| DIRECTIVE |
Please rewrite the entries starting at the line containing "[tag] one dot per instance, sample [29,299]." and ending at the end of the entries, requests included. Raise every answer coordinate by 114 and leave the sample coordinates in the requests unchanged.

| Stored data |
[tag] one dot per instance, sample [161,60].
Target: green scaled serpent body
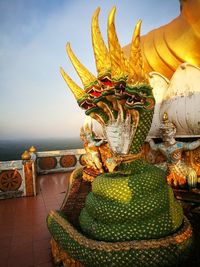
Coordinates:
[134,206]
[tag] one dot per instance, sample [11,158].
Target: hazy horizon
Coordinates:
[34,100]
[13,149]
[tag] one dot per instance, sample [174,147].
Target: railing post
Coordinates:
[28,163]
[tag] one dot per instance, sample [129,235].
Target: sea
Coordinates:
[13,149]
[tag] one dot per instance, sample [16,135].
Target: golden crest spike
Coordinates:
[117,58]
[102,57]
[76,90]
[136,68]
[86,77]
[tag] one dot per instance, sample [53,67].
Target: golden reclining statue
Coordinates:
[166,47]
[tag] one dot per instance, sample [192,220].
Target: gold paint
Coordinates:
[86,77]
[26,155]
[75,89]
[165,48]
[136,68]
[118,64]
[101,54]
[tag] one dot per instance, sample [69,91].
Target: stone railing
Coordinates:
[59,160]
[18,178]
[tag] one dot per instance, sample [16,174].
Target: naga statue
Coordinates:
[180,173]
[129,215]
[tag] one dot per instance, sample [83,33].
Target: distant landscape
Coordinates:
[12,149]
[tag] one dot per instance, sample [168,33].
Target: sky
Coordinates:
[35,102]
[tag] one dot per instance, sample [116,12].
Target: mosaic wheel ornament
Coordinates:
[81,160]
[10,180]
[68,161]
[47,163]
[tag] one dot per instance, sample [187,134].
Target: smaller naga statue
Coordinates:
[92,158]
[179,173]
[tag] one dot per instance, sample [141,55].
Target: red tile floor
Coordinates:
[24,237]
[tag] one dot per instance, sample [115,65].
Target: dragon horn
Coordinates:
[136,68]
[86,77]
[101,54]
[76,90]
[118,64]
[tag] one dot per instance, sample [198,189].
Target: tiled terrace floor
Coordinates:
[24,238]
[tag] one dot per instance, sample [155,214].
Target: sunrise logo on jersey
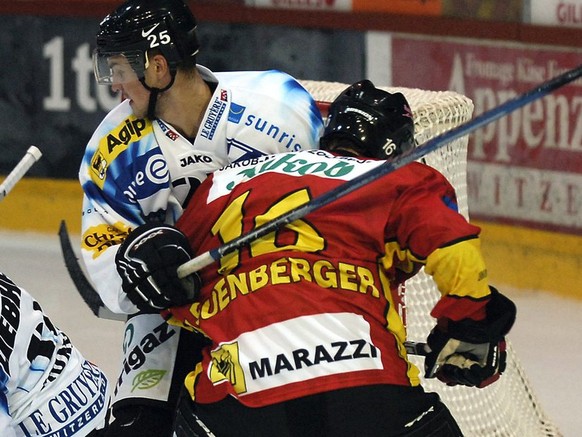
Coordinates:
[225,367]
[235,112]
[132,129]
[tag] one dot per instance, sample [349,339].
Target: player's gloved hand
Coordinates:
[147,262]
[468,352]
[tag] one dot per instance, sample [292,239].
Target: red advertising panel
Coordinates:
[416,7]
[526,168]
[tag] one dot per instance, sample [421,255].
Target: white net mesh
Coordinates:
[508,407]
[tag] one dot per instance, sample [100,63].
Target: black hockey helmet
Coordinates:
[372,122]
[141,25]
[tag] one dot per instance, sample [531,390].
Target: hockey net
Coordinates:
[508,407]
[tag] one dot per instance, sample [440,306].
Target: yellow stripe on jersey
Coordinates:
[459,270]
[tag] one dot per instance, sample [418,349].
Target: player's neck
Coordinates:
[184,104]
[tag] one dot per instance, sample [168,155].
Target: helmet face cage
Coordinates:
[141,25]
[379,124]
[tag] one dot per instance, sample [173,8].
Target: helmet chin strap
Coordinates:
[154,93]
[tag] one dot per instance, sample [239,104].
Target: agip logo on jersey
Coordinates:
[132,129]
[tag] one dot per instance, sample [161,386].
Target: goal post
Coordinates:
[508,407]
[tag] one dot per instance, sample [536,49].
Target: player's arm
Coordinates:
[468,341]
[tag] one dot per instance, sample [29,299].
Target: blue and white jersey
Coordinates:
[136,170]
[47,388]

| EXERCISE OUTPUT |
[tag] one dot per instance, sample [29,299].
Target: blue and white jersey
Coordinates:
[250,284]
[161,502]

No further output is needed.